Exercise 1> Return every row that contains the string "veneer". Case counts.

Excerpt>
SECURITIES EXCHANGE ACT OF 1934

 

Date of Report (Date of earliest event reported): September 10, 2014 (September 9, 2014)

 

AMERICAN REALTY CAPITAL PROPERTIES, INC.

(Exact Name of Registrant as Specified in its Charter)

 

Maryland

 

001-35263

 

45-2482685

(State or other jurisdiction of
incorporation or organization)
(Commission File Number) (I.R.S. Employer Identification No.)

 

405 Park Avenue, 15th Floor
New York, New York 10022
(Address, including zip code, of Principal Executive Offices)

 

(212) 415-6500
(Registrant’s telephone number, including area code)

 

Check the appropriate box below if the Form 8-K filing is intended to simultaneously satisfy the filing obligation of the registrant under any of the following provisions:

 

¨ Written communications pursuant to Rule 425 under the Securities Act (17 CFR 230.425)
   
¨ Soliciting material pursuant to Rule 14a-12 under the Exchange Act (17 CFR 240.14a-12)
   
¨ Pre-commencement communications pursuant to Rule 14d-2(b) under the Exchange Act (17 CFR 240.14d-2(b))
   
¨ Pre-commencement communications pursuant to Rule 13e-4(c) under the Exchange Act (17 CFR 240.13e-4(c))

 

 

 
 

 

 

Item 5.02. Departure of Directors or Certain Officers; Election of Directors; Appointment of Certain Officers; Compensatory Arrangements of Certain Officers.

 

Appointment of Lisa E. Beeson as President, Effective October 1, 2014

 

On September 9, 2014, the board of directors of American Realty Capital Properties, Inc. (the “Company”) appointed Lisa E. Beeson, the Company’s current Chief Operating Officer, as President, effective October 1, 2014. David S. Kay, the Company’s current President, will assume the role of Chief Executive Officer on that date. Ms. Beeson will retain her role as Chief Operating Officer of the Company as well. Ms. Beeson, 49, has served as Executive Vice President and Chief Operating Officer of the Company since November 2013. A description of Ms. Beeson’s background is contained in the Company’s Current Report on Form 8-K filed with the U.S. Securities and Exchange Commission (the “SEC”) on October 29, 2013 (the “October 29th Form 8-K”). Ms. Beeson’s business experience and current compensation arrangements with the Company are described in the October 29th Form 8-K and the Company’s Definitive Proxy Statement filed with the SEC on April 29, 2014, and such information is incorporated by reference into this Current Report on Form 8-K in response to this Item 5.02.

 

There are no transactions involving Ms. Beeson that are reportable under Item 404(a) of Regulation S-K for the purposes of this Current Report on Form 8-K.

 

Resignation of Scott J. Bowman from Board of Directors

 

On September 9, 2014, Scott J. Bowman resigned from the board of directors of the Company, and accordingly resigned from the Company’s Compensation Committee, Audit Committee and Nominating and Corporate Governance Committee. Mr. Bowman notified the Company’s board of directors that he would be pursuing a new full-time career opportunity. Mr. Bowman’s resignation did not result from a disagreement with the Company and therefore disclosure under Item 5.02(a) of Form 8-K is not required.

Recorded data>
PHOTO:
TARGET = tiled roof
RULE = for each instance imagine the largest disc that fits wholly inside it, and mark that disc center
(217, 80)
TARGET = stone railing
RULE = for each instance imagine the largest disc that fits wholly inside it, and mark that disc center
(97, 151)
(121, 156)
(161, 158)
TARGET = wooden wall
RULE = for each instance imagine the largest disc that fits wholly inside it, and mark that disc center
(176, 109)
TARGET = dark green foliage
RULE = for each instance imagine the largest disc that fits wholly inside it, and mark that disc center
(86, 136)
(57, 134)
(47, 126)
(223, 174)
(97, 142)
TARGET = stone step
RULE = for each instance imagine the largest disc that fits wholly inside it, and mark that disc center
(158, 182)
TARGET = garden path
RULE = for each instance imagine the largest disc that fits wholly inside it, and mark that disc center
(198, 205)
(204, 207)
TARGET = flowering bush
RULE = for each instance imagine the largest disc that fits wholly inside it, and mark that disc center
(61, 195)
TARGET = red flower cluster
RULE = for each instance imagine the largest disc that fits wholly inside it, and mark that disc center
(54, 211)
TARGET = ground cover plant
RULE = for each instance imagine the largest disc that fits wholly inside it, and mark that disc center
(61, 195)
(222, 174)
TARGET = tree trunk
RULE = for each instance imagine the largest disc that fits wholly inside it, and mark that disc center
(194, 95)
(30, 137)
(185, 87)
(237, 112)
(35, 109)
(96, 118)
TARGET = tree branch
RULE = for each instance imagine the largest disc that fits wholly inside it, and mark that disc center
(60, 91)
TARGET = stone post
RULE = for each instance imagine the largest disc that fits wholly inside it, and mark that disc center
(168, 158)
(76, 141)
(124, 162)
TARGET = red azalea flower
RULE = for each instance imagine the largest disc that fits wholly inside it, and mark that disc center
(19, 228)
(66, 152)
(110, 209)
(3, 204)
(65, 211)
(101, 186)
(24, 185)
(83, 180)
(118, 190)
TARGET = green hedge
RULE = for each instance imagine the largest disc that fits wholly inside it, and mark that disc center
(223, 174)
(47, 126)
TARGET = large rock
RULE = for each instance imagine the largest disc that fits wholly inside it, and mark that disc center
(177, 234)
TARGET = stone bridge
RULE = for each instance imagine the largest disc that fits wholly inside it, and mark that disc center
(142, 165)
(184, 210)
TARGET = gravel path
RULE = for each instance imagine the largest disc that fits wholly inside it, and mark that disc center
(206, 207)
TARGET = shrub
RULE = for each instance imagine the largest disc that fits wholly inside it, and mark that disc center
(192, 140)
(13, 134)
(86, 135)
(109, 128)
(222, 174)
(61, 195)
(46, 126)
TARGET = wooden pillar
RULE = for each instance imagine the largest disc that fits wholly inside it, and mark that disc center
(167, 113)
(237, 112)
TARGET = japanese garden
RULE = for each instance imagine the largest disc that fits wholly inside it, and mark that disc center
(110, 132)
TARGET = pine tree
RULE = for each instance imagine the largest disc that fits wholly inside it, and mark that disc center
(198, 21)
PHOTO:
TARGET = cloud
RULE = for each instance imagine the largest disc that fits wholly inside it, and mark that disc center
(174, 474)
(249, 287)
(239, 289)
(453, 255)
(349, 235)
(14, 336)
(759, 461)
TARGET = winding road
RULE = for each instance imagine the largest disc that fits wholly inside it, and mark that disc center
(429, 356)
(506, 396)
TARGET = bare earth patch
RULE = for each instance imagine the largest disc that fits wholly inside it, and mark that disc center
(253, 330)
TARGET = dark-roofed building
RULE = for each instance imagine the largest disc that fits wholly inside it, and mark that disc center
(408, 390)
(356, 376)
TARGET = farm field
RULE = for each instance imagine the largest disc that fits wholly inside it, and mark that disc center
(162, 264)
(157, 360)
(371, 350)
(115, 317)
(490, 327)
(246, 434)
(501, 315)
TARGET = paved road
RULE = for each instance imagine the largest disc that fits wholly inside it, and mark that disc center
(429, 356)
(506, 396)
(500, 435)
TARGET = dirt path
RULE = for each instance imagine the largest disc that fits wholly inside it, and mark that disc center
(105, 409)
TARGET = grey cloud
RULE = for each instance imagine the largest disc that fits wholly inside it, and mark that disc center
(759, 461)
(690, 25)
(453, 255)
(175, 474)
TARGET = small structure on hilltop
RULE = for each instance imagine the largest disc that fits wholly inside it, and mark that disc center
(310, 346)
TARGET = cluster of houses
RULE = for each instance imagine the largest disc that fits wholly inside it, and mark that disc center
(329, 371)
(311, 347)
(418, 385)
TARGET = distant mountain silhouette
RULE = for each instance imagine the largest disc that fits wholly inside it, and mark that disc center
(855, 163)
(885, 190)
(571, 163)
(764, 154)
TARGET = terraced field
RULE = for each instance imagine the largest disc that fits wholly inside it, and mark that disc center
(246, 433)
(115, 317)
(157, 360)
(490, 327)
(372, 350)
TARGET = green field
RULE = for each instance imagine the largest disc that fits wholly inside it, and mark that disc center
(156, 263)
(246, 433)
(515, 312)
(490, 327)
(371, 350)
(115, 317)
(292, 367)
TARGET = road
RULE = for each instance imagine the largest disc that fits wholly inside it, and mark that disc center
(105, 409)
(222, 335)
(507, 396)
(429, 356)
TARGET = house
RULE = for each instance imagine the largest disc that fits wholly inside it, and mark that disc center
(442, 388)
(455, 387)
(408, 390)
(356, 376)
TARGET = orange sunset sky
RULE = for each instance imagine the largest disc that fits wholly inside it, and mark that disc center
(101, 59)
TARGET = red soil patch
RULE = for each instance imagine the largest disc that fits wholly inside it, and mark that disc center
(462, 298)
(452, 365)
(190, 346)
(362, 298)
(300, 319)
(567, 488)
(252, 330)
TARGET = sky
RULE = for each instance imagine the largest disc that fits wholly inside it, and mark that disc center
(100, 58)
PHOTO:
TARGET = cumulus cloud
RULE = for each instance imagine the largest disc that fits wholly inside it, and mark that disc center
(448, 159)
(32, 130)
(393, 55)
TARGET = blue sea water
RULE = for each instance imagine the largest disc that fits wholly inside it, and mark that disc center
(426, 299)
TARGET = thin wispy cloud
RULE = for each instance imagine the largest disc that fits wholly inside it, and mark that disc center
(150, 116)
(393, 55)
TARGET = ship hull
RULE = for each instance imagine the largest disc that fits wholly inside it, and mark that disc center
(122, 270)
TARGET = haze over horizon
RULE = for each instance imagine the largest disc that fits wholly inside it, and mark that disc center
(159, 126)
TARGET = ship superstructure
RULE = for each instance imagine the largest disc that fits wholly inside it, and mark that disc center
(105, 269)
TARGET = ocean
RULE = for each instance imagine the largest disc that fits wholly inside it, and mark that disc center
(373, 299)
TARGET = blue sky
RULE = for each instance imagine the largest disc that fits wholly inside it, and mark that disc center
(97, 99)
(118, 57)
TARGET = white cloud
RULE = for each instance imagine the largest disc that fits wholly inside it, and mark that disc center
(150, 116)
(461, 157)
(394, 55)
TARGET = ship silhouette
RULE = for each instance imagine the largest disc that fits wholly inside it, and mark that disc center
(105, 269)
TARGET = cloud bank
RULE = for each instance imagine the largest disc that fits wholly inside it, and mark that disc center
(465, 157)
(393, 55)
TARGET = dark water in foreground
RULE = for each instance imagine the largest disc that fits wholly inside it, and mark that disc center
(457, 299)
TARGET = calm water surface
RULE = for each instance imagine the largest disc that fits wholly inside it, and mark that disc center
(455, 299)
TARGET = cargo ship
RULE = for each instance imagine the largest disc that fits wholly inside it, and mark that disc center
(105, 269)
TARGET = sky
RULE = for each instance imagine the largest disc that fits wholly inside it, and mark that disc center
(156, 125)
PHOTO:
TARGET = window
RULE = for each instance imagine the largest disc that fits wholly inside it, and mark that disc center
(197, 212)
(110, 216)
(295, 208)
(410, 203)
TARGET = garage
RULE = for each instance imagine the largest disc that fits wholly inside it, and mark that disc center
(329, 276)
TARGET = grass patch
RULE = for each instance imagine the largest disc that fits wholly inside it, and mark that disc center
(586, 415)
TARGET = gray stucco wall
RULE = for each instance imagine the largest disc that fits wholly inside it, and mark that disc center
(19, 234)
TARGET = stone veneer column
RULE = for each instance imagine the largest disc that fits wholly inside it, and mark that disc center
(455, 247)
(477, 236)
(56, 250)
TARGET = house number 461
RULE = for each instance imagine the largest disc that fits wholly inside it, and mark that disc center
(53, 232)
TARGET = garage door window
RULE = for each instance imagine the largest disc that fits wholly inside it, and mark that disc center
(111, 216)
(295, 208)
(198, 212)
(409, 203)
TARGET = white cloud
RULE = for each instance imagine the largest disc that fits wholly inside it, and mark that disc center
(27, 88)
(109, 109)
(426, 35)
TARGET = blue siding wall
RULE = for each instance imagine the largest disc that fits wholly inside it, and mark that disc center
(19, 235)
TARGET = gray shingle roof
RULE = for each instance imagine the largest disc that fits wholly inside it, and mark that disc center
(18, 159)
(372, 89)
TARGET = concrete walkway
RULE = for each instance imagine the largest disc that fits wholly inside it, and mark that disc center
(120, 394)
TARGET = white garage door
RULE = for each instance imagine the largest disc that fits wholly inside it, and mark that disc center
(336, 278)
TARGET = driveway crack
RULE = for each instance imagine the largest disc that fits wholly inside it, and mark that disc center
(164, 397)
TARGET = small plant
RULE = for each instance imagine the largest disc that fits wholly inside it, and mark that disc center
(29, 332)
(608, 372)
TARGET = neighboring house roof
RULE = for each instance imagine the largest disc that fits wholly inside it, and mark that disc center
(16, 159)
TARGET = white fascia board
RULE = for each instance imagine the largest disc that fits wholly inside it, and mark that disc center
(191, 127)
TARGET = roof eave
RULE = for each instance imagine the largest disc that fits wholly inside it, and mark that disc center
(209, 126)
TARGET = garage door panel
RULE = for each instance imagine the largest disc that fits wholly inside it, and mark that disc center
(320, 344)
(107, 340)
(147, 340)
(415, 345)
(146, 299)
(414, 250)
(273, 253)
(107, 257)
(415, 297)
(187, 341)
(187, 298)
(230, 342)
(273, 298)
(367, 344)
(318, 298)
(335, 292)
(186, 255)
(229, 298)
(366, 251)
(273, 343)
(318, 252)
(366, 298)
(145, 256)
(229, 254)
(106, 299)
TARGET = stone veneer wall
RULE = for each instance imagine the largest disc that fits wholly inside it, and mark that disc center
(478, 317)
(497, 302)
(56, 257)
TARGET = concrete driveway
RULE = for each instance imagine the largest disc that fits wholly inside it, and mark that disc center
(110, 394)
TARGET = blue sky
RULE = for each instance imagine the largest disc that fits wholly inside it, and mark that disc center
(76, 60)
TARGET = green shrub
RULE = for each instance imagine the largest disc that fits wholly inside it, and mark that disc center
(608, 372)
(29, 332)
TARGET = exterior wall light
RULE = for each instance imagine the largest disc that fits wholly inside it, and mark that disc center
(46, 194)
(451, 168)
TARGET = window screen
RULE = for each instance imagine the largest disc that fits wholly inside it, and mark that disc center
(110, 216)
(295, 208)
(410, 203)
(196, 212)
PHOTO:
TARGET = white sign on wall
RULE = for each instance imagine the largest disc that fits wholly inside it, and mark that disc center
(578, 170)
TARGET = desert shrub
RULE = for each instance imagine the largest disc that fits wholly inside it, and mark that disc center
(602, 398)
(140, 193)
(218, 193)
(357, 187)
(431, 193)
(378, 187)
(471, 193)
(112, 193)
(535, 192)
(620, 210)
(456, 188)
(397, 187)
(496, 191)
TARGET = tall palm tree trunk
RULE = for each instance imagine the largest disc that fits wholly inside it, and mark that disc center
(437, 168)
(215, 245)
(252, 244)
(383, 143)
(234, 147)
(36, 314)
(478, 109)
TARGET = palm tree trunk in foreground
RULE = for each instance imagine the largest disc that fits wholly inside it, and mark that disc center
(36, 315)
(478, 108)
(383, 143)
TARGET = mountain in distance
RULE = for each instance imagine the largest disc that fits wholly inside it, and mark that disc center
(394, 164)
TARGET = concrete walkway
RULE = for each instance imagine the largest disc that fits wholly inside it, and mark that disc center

Exercise 2> List the committees that the Form 8-K filing says Scott J. Bowman resigned from.

Exercise solution 1>
TARGET = stone veneer column
TARGET = stone veneer wall

Exercise solution 2>
Compensation Committee
Audit Committee
Nominating and Corporate Governance Committee